----- INPUT -----

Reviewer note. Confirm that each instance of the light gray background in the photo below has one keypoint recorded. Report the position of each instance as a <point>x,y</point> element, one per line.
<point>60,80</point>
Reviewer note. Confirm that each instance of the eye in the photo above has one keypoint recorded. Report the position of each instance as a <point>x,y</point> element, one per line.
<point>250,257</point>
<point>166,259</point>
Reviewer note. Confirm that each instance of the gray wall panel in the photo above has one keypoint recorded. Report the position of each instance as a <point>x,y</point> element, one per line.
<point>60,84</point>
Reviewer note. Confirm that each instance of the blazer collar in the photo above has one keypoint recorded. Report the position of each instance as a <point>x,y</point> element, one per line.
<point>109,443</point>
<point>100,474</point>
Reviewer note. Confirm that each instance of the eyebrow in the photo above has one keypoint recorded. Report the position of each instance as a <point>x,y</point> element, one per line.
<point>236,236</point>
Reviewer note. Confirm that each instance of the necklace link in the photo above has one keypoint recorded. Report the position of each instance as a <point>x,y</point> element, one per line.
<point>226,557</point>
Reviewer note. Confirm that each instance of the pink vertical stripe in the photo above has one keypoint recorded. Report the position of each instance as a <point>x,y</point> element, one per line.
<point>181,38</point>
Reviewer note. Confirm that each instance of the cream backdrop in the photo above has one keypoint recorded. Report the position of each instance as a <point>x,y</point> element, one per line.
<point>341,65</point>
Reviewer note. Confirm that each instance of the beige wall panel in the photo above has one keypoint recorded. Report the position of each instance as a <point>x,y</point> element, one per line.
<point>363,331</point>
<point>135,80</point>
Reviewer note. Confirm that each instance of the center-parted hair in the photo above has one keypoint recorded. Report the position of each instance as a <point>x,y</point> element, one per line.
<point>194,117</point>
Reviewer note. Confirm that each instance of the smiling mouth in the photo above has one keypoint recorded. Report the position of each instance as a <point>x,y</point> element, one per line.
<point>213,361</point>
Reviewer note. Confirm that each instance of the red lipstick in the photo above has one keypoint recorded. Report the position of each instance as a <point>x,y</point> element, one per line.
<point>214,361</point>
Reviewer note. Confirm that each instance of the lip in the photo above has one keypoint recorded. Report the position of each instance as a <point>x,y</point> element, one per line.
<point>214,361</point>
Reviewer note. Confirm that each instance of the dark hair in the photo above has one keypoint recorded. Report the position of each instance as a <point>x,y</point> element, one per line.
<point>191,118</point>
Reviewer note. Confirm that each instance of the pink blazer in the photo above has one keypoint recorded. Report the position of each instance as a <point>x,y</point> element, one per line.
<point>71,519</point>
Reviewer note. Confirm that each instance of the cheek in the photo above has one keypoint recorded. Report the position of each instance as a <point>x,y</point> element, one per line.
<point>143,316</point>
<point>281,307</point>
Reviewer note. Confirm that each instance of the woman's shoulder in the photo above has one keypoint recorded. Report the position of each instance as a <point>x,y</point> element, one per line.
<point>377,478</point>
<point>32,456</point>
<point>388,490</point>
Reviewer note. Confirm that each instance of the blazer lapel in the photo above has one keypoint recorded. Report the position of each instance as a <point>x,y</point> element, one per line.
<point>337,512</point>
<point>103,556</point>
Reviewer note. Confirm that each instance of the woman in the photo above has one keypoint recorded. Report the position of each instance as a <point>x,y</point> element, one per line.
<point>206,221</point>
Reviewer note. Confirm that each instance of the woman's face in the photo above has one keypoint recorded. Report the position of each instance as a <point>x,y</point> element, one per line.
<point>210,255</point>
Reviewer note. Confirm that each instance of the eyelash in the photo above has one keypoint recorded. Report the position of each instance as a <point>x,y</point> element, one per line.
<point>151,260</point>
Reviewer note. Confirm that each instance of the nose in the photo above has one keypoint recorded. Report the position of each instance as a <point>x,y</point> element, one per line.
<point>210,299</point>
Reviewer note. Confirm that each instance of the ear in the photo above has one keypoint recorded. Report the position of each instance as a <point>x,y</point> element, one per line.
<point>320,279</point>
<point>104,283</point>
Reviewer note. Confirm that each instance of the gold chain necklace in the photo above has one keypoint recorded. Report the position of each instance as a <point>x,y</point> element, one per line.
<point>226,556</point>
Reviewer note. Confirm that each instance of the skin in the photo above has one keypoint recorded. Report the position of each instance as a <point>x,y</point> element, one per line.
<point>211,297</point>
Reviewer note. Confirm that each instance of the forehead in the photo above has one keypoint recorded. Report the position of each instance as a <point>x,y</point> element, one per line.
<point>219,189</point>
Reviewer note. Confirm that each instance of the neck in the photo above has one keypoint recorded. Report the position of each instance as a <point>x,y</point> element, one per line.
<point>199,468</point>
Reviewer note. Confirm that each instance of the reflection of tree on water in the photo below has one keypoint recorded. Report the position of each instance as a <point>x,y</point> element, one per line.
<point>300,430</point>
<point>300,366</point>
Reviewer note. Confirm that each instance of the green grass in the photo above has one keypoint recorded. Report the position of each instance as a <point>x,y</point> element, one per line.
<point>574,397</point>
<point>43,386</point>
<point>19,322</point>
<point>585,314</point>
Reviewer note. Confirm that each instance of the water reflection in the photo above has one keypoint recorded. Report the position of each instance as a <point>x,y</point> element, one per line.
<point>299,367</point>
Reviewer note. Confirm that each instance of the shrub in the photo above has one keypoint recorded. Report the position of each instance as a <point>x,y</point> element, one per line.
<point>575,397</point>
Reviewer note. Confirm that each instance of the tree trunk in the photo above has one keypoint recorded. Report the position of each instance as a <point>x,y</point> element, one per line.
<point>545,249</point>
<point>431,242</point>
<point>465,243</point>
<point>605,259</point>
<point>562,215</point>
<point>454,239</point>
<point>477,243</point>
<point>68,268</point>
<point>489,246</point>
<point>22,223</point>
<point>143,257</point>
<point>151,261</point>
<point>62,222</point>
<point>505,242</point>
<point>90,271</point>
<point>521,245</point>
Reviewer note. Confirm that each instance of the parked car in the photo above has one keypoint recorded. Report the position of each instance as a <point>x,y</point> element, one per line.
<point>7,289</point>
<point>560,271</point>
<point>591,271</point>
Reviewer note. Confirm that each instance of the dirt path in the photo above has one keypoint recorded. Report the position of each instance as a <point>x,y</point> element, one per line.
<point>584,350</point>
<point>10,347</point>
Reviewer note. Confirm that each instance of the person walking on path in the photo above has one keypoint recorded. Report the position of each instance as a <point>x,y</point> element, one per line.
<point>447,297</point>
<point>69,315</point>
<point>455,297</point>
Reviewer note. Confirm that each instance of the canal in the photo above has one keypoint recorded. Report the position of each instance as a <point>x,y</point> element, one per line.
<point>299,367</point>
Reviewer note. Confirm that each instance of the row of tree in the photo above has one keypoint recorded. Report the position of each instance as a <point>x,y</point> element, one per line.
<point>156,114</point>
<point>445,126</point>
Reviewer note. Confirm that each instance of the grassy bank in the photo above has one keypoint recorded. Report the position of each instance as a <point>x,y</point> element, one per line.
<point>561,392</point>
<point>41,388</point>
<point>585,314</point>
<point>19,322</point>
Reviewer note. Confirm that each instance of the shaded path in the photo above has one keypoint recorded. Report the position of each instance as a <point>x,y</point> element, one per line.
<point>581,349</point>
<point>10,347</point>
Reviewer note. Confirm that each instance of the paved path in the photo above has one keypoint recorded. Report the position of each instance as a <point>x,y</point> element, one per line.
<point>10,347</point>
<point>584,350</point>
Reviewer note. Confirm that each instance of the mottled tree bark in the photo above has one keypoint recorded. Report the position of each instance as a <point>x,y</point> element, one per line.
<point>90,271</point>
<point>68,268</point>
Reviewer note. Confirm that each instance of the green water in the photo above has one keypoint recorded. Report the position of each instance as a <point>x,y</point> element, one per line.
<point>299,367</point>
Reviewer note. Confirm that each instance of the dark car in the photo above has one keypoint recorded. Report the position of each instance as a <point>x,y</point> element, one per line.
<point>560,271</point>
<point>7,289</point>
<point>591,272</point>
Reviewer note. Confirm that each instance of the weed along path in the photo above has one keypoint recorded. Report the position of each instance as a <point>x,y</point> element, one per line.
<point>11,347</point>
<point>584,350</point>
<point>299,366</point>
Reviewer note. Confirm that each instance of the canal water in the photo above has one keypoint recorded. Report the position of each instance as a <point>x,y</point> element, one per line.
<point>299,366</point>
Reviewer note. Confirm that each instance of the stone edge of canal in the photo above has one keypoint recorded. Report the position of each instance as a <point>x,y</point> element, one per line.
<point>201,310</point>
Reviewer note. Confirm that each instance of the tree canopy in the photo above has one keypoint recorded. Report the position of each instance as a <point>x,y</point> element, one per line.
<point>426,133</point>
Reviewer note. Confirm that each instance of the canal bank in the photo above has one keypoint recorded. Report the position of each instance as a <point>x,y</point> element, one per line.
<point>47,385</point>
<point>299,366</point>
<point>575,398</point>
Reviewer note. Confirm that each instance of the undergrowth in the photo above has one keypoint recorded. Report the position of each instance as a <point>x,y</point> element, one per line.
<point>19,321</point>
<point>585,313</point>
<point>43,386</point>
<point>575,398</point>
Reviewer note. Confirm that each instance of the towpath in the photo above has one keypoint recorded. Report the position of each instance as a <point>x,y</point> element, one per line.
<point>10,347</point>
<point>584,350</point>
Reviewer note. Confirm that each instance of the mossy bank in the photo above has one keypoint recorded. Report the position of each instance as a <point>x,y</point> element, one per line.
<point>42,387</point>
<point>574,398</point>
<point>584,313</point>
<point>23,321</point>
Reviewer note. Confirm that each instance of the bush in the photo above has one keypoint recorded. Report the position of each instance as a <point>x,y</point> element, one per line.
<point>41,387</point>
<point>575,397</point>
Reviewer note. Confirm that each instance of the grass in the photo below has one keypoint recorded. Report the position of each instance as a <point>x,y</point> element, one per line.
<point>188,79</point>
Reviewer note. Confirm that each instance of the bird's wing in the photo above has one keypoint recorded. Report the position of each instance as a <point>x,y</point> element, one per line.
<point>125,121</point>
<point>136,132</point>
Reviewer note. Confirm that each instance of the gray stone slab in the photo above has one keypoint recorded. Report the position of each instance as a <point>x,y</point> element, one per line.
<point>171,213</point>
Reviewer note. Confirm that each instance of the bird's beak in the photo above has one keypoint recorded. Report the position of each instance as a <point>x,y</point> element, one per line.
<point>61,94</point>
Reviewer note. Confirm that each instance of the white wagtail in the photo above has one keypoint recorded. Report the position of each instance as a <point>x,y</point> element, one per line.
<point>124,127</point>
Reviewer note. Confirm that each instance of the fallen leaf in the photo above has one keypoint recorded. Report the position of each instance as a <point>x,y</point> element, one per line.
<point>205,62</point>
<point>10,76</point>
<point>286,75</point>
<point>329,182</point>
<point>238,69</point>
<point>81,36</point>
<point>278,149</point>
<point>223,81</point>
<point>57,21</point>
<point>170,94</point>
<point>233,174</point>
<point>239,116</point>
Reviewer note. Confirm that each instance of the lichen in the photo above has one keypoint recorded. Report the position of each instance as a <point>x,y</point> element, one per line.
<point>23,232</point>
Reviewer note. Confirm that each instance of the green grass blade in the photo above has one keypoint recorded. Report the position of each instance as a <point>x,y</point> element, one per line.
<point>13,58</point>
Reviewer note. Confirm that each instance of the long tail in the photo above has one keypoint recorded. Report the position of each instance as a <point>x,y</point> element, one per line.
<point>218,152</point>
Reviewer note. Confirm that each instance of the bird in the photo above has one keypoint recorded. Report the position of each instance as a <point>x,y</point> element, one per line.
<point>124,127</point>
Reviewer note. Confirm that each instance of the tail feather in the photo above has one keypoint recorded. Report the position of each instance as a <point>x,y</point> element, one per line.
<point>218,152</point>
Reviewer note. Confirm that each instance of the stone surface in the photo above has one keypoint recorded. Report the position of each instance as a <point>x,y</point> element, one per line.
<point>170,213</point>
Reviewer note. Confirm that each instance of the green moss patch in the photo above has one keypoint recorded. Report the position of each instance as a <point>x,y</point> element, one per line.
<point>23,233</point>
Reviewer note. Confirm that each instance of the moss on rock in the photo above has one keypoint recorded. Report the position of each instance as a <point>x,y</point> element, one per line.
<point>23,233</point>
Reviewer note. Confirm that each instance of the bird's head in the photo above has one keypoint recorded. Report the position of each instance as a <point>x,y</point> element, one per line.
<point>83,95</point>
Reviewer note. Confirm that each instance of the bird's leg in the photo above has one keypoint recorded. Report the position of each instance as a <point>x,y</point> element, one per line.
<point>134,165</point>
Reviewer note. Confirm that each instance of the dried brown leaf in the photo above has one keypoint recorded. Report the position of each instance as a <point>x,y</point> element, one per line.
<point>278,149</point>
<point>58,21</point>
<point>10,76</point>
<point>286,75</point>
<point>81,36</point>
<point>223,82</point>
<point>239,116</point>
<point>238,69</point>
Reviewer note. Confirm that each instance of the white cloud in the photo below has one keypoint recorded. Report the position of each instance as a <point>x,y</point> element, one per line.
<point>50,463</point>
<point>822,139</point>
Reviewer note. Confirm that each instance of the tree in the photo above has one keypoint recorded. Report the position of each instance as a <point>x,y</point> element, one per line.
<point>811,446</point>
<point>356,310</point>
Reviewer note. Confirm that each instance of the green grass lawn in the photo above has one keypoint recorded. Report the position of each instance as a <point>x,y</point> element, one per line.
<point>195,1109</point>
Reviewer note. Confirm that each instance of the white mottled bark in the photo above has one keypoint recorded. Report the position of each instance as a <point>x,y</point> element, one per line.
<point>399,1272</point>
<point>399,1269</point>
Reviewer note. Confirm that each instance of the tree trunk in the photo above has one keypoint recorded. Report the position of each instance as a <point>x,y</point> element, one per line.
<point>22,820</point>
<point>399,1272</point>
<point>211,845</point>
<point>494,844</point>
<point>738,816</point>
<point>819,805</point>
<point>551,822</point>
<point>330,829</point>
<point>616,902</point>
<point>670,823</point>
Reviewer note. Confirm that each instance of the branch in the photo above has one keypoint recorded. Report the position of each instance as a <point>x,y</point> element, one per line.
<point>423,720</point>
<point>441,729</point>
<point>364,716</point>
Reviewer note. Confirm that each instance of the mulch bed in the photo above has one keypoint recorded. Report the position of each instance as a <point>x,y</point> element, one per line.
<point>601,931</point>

-----

» **TASK DETAILS**
The answer should consist of the lines from the one with "Reviewer note. Confirm that each instance of the mulch" through the last line of the entries, duplicated exactly and nothing more.

» **RESULT FOR THIS TASK**
Reviewer note. Confirm that each instance of the mulch bed in the photo above has one keypoint recorded. Report the position of each instance as a <point>x,y</point> element, one per line.
<point>601,931</point>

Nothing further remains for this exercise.